======== Study text ========

Maria Euphrosyne was very active as a mediator and a spokesperson for supplicants who wished to speak to her spouse or to her brother the King (and later her nephew the King) on their behalf. This matters were not only small things, they also concerned women asking her to use her contacts to acquire offices of great political importance for their male relatives. In the same fashion, she acted as a mediator between her consort and the royal house, especially when he was out of favor. At Karlberg Palace, she received her supplicants in a room with paintings of her royal brother and mother, with a door open to the room where her brother the King had slept when he was a guest in her house. Contemporaries believed she was the reason for Magnus Gabriel's successful career.

In 1676, Lisbeth Carlsdotter, a witness in the Katarina witch trials inspired by the famous Gävle-Boy, tried to implicate Maria Euphrosyne and her sister-in-law Maria Sofia for sorcery. These accusations were not taken seriously, as Carlsdotter's credibility as a witness was quickly dismissed and the entire trial was soon dissolved.

======== Data for review ========

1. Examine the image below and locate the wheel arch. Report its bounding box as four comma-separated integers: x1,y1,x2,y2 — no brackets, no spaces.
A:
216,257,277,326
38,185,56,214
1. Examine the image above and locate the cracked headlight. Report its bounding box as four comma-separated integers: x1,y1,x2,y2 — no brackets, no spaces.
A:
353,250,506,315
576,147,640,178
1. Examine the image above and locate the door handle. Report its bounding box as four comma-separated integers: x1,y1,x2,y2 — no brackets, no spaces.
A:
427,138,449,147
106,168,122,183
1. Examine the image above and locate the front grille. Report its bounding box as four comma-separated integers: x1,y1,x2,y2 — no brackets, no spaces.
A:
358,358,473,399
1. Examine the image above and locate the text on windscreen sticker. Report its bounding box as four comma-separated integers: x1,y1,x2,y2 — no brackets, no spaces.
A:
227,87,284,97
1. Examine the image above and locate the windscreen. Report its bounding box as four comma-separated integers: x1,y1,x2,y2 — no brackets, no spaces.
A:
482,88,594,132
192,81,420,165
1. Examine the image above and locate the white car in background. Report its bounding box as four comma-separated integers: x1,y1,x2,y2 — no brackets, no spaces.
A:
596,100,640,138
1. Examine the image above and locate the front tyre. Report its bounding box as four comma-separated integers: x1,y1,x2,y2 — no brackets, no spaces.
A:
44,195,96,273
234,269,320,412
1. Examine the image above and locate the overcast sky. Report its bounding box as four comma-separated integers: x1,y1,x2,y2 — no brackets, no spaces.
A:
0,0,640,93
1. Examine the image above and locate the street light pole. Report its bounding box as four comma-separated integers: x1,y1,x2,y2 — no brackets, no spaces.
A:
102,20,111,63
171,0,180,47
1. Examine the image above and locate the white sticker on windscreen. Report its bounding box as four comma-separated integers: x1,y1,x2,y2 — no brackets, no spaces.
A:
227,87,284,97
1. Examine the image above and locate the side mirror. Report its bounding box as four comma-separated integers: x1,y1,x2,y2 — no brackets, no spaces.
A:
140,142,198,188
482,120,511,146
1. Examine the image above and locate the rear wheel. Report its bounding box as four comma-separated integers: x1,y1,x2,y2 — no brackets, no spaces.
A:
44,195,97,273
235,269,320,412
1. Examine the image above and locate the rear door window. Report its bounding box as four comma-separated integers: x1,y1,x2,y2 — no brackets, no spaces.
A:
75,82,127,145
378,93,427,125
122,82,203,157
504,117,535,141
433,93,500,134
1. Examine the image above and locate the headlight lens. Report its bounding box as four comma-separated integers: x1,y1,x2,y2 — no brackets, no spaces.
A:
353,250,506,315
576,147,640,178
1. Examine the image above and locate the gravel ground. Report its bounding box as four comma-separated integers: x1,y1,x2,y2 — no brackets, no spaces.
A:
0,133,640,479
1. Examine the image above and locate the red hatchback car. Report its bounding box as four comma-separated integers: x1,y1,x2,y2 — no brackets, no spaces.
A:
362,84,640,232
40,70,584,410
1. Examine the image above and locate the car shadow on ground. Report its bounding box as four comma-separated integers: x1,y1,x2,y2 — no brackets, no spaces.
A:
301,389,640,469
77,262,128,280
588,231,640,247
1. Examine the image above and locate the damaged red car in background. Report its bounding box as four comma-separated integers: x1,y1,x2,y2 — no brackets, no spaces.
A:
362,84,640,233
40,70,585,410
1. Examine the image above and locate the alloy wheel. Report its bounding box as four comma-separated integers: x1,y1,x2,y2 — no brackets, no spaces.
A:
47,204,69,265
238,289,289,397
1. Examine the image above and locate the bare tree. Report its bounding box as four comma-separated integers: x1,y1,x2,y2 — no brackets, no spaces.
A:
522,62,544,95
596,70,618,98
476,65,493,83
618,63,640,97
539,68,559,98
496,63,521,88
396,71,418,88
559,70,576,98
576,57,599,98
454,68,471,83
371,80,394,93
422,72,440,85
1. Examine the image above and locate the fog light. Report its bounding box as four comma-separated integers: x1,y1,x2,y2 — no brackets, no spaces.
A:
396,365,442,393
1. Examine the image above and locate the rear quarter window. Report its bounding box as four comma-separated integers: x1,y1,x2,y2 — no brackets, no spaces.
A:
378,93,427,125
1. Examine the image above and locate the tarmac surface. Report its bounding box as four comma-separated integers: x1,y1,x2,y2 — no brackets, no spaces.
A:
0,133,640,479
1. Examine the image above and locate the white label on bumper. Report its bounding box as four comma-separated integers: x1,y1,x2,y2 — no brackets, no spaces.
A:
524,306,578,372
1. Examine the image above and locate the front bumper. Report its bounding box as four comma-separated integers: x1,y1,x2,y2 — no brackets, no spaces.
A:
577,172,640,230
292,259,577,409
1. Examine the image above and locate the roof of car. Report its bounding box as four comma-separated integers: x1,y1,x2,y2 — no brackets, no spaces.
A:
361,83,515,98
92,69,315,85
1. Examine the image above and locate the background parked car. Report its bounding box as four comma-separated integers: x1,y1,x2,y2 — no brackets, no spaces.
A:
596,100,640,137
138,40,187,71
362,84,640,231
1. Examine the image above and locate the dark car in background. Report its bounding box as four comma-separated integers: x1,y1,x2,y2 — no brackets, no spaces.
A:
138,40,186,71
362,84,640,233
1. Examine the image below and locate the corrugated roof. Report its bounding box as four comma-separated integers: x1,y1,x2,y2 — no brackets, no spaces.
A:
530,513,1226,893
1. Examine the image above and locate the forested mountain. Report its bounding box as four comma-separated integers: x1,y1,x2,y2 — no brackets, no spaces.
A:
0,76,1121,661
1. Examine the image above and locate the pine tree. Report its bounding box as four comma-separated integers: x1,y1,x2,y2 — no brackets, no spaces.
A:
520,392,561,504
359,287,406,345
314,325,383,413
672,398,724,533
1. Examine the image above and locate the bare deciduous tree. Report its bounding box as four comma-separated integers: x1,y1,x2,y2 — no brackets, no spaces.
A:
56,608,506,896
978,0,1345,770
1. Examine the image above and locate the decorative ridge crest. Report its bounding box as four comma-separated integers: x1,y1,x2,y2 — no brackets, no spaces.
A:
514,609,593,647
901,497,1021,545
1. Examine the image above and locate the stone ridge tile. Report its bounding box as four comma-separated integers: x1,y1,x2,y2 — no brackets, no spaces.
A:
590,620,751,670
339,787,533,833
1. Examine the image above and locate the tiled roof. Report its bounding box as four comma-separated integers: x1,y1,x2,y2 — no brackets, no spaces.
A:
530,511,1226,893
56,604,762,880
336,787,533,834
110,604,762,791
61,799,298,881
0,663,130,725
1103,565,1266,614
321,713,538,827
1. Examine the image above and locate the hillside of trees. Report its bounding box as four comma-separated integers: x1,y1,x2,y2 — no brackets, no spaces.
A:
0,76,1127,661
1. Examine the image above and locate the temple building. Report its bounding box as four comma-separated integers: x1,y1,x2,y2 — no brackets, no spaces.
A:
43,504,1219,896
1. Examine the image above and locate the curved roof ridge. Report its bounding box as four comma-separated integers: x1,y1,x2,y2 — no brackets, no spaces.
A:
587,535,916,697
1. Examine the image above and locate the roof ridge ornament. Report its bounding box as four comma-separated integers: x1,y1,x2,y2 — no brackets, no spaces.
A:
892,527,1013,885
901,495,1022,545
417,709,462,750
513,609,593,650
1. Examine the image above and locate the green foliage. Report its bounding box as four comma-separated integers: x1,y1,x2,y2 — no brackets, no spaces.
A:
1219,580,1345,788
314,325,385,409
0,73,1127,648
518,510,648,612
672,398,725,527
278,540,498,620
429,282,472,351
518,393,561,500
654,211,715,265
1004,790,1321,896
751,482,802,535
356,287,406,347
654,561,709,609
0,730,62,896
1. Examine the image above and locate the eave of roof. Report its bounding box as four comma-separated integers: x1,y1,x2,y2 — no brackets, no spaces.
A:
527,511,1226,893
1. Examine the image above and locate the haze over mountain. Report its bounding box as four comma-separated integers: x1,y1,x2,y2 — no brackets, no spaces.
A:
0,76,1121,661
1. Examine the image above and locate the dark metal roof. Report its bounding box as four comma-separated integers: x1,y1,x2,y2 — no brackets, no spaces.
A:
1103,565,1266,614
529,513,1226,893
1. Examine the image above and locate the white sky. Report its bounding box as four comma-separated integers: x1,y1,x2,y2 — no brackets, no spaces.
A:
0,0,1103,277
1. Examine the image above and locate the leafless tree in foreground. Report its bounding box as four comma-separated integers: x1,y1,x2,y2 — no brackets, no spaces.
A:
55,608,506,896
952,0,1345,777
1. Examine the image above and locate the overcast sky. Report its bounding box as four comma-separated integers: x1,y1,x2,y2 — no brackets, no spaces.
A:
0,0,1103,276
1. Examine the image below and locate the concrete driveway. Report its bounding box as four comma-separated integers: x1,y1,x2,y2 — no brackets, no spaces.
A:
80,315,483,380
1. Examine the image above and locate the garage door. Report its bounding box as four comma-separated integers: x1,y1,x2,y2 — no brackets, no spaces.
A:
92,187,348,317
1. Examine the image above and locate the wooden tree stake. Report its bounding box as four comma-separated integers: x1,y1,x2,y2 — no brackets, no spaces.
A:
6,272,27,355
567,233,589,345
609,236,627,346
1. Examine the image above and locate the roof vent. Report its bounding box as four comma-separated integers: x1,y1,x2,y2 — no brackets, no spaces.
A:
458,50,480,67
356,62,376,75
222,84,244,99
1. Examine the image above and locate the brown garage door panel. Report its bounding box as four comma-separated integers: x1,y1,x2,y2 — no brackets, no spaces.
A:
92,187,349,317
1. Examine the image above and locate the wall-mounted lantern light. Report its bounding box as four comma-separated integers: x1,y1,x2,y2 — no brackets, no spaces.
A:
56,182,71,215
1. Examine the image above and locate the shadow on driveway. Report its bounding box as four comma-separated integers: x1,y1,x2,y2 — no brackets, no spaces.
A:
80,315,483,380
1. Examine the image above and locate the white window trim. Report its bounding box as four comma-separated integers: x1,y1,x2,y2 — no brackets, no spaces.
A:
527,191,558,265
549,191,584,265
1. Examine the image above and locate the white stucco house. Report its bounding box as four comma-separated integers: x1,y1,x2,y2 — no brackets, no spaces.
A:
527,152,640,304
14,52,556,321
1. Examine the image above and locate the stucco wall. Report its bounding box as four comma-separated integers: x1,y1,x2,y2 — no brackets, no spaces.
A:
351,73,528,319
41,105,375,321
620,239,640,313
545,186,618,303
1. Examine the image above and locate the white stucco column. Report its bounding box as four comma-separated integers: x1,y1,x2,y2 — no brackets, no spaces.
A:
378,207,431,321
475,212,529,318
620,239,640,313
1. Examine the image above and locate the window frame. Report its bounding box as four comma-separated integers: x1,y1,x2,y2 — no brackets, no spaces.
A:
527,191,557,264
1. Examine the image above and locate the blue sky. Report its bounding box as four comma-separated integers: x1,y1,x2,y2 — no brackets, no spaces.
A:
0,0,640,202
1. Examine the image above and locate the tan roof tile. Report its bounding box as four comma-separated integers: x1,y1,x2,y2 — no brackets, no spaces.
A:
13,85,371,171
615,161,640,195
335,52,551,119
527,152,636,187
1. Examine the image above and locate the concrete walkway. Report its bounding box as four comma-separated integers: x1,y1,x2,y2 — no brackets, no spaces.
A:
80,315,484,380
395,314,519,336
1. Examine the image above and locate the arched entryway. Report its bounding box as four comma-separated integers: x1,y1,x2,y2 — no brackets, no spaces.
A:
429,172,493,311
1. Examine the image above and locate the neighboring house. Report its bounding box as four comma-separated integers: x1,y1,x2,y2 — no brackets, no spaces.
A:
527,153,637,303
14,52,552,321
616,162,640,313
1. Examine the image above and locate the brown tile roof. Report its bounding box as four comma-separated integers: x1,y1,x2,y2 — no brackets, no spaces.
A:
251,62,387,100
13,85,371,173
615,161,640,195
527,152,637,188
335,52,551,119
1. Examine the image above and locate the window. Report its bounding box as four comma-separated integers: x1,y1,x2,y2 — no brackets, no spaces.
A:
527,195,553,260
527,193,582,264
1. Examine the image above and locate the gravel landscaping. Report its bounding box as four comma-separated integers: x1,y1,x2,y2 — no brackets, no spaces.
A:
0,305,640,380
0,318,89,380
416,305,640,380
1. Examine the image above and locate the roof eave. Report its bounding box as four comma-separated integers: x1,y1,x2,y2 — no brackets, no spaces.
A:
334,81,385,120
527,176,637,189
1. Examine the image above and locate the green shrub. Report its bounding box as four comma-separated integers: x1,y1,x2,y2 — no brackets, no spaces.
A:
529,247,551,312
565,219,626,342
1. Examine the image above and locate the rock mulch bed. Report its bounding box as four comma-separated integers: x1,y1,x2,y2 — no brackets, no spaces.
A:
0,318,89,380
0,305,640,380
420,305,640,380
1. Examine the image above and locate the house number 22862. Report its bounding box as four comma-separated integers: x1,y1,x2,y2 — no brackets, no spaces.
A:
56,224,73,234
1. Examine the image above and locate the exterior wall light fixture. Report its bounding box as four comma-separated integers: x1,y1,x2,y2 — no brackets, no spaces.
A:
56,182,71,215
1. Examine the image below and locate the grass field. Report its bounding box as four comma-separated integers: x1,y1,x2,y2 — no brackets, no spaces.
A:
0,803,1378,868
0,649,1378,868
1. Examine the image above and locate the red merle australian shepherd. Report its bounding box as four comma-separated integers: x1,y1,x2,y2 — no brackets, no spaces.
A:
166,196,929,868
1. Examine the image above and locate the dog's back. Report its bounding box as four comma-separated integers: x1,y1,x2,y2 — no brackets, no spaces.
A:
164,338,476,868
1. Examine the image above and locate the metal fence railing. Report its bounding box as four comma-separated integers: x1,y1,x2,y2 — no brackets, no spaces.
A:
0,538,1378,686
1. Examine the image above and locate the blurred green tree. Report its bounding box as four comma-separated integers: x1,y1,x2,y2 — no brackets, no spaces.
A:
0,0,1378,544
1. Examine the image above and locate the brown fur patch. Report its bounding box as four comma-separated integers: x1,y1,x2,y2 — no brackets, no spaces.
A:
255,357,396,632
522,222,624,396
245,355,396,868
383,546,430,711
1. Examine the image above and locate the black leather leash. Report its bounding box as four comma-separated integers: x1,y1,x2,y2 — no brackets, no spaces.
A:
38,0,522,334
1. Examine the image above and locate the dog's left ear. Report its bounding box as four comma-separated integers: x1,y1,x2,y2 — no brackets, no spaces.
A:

========

Your task:
Transcribe the stretch of the Maria Euphrosyne passage that opens with the words "In 1676, Lisbeth" and closes with "was soon dissolved.". Work only from the passage about Maria Euphrosyne.

Result of this exercise:
In 1676, Lisbeth Carlsdotter, a witness in the Katarina witch trials inspired by the famous Gävle-Boy, tried to implicate Maria Euphrosyne and her sister-in-law Maria Sofia for sorcery. These accusations were not taken seriously, as Carlsdotter's credibility as a witness was quickly dismissed and the entire trial was soon dissolved.